WHAT TO DO: Beginning with the line that holds "Where can the oval", output every remaining line of the material below exactly, and include none of the pictures.

DATA FOR PROCESSING:
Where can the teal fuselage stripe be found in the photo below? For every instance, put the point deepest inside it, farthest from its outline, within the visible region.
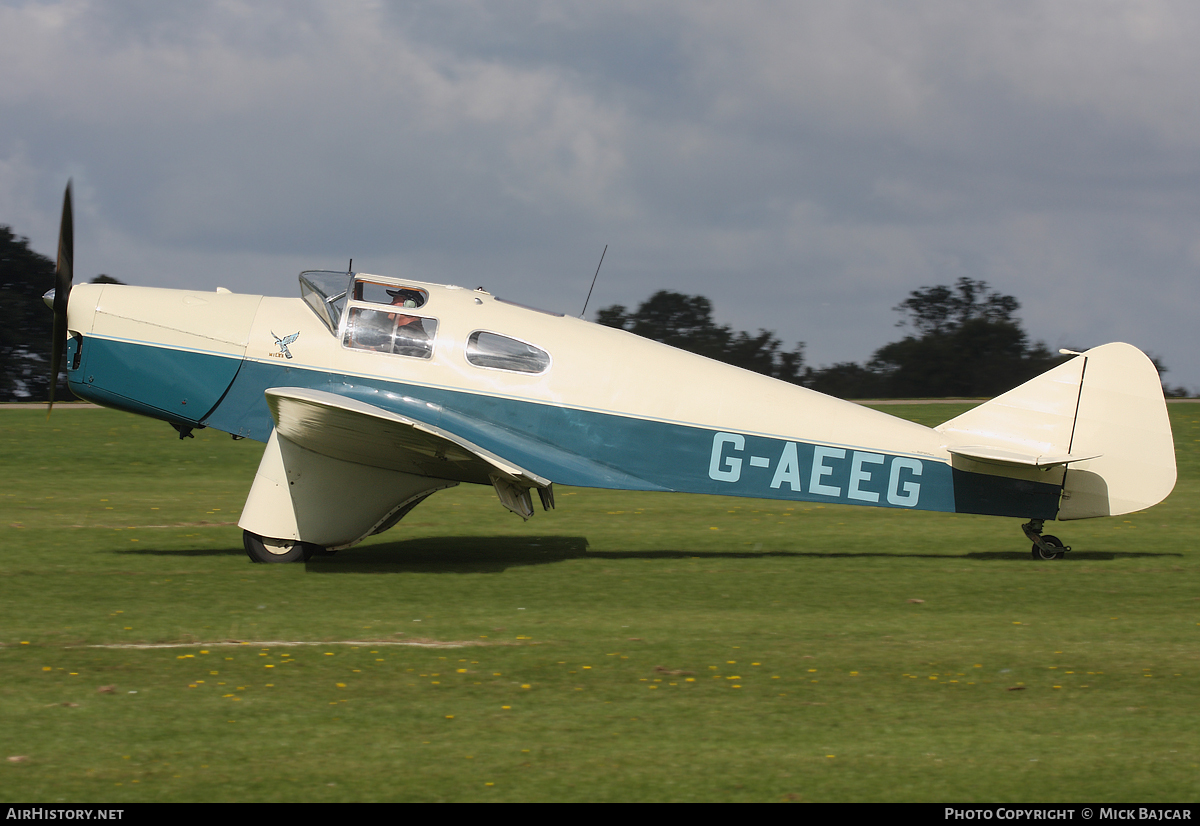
(571, 447)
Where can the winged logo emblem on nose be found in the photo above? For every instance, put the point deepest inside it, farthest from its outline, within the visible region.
(285, 341)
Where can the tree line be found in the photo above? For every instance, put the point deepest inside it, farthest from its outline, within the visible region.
(963, 340)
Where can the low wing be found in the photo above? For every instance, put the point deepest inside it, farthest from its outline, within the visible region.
(354, 431)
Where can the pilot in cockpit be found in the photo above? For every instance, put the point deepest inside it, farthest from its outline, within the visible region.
(408, 327)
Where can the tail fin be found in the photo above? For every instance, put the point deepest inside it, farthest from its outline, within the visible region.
(1102, 416)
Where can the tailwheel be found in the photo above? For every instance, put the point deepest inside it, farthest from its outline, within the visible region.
(268, 549)
(1054, 548)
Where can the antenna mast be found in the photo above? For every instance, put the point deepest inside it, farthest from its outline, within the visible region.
(593, 281)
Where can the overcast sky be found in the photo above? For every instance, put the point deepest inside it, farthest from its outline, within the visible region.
(803, 165)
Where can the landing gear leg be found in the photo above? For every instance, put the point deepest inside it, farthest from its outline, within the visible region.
(1045, 546)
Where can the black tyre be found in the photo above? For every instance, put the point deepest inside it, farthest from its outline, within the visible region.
(1053, 542)
(265, 549)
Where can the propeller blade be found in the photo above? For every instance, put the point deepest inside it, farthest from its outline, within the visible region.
(63, 277)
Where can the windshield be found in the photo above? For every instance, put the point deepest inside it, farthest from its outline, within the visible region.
(325, 294)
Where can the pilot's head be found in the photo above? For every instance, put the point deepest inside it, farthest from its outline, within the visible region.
(405, 298)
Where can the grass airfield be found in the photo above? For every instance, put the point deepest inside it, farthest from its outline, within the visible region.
(623, 647)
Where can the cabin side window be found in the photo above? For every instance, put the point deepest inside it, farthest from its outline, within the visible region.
(397, 333)
(400, 295)
(498, 352)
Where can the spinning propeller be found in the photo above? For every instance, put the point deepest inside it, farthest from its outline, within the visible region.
(61, 292)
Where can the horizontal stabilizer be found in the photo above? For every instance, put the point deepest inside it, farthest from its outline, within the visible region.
(1002, 456)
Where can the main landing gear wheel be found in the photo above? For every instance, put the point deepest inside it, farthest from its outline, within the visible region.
(1051, 542)
(267, 549)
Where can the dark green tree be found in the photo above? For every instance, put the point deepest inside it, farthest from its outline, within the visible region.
(687, 322)
(969, 343)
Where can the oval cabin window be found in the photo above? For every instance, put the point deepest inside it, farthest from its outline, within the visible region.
(490, 349)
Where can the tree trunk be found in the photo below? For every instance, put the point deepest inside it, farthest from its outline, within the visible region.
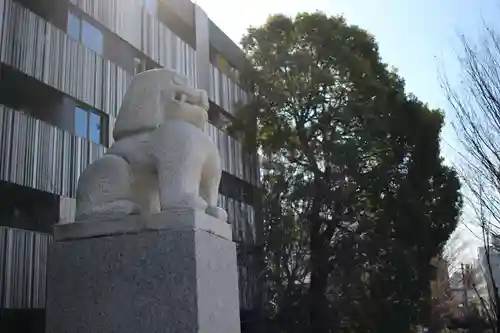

COMPLETED EXERCISE:
Where can the oval cabin window be found in the photo above? For every instance, put the point deepest inside it, farthest from its outline, within the visible region.
(490, 349)
Where can the tree trunk be found in the photo below? For every instance, put the point deepest inside it, farthest from its outline, within the visible region.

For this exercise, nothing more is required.